Objetivo do exercício:
Informe quantas linhas dos dados abaixo contêm a palavra "positive", diferenciando maiúsculas de minúsculas. Dê apenas o número.

Dados a processar:
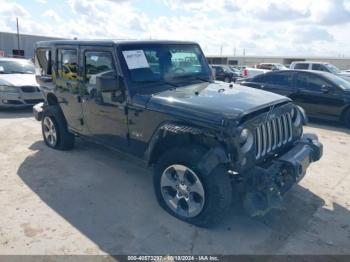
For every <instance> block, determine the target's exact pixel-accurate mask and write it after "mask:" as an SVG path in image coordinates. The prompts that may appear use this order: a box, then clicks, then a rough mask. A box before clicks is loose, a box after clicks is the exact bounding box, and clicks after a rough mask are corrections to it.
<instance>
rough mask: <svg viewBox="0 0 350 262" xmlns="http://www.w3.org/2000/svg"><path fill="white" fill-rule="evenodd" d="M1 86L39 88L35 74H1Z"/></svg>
mask: <svg viewBox="0 0 350 262" xmlns="http://www.w3.org/2000/svg"><path fill="white" fill-rule="evenodd" d="M0 85H7V86H39V85H38V83H37V82H36V78H35V74H0Z"/></svg>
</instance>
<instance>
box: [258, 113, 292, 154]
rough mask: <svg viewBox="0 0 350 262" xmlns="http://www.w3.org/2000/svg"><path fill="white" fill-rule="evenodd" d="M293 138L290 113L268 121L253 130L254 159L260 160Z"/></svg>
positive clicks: (287, 142)
mask: <svg viewBox="0 0 350 262" xmlns="http://www.w3.org/2000/svg"><path fill="white" fill-rule="evenodd" d="M292 138H293V132H292V118H291V115H290V113H287V114H283V115H281V116H279V117H276V118H273V119H270V120H269V121H267V122H265V123H263V124H261V125H260V126H258V127H257V128H256V129H255V152H256V153H255V157H256V159H260V158H262V157H264V156H266V155H267V154H268V153H270V152H273V151H274V150H276V149H278V148H281V147H282V146H284V145H285V144H287V143H288V142H290V141H291V140H292Z"/></svg>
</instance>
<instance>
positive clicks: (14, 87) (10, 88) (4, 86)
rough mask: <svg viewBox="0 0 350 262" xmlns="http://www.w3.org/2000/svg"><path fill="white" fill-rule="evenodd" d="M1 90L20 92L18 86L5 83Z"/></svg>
mask: <svg viewBox="0 0 350 262" xmlns="http://www.w3.org/2000/svg"><path fill="white" fill-rule="evenodd" d="M0 92H6V93H19V91H18V88H17V87H15V86H5V85H0Z"/></svg>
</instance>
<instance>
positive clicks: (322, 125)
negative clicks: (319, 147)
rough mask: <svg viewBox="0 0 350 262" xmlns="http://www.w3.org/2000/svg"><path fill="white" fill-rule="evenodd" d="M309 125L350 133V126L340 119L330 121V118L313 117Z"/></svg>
mask: <svg viewBox="0 0 350 262" xmlns="http://www.w3.org/2000/svg"><path fill="white" fill-rule="evenodd" d="M308 126H310V127H314V128H320V129H325V130H329V131H336V132H342V133H345V134H350V128H347V127H346V126H345V125H344V124H343V123H341V122H338V121H330V120H320V119H314V118H311V119H310V122H309V123H308Z"/></svg>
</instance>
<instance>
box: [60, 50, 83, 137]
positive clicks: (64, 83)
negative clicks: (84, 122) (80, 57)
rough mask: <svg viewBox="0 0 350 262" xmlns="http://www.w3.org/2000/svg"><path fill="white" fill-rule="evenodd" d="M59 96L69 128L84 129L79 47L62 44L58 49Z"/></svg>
mask: <svg viewBox="0 0 350 262" xmlns="http://www.w3.org/2000/svg"><path fill="white" fill-rule="evenodd" d="M56 54H57V72H56V75H57V76H56V87H57V96H58V100H59V102H60V106H61V108H62V111H63V113H64V115H65V117H66V119H67V122H68V126H69V128H71V129H73V130H77V131H80V130H82V124H83V122H82V121H83V116H82V107H81V97H80V88H79V75H78V62H79V61H78V60H79V57H78V48H77V47H74V46H62V47H58V49H57V50H56Z"/></svg>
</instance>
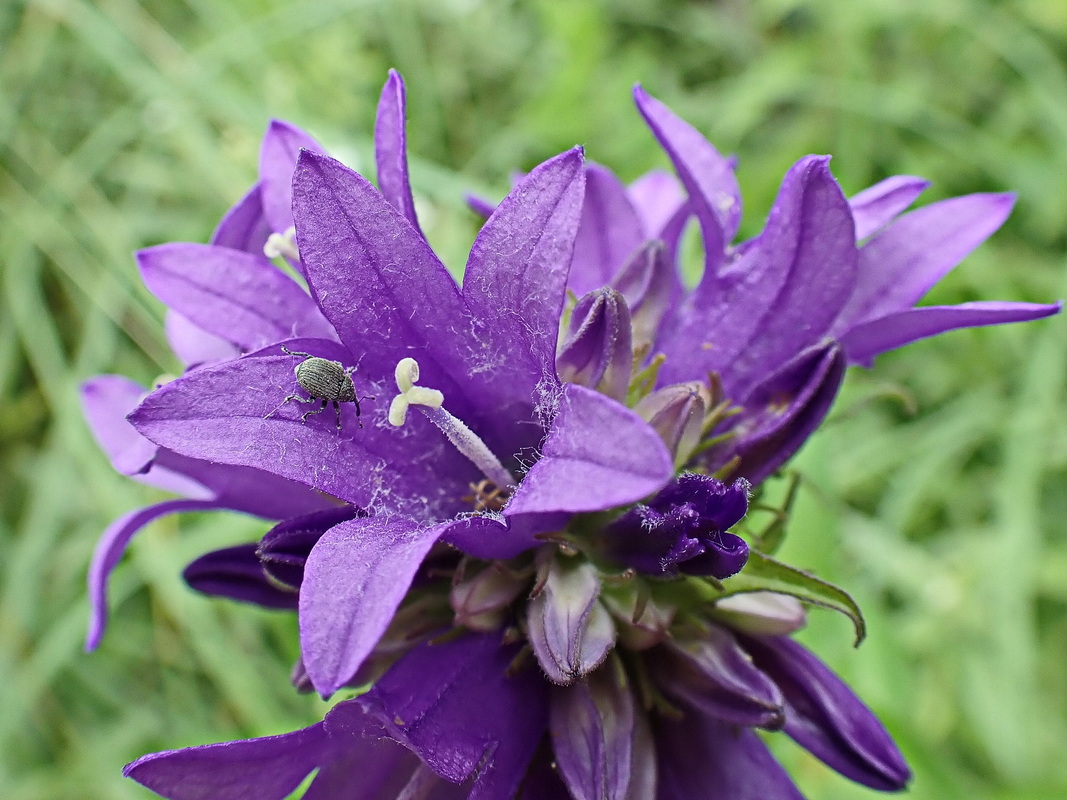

Resposta:
4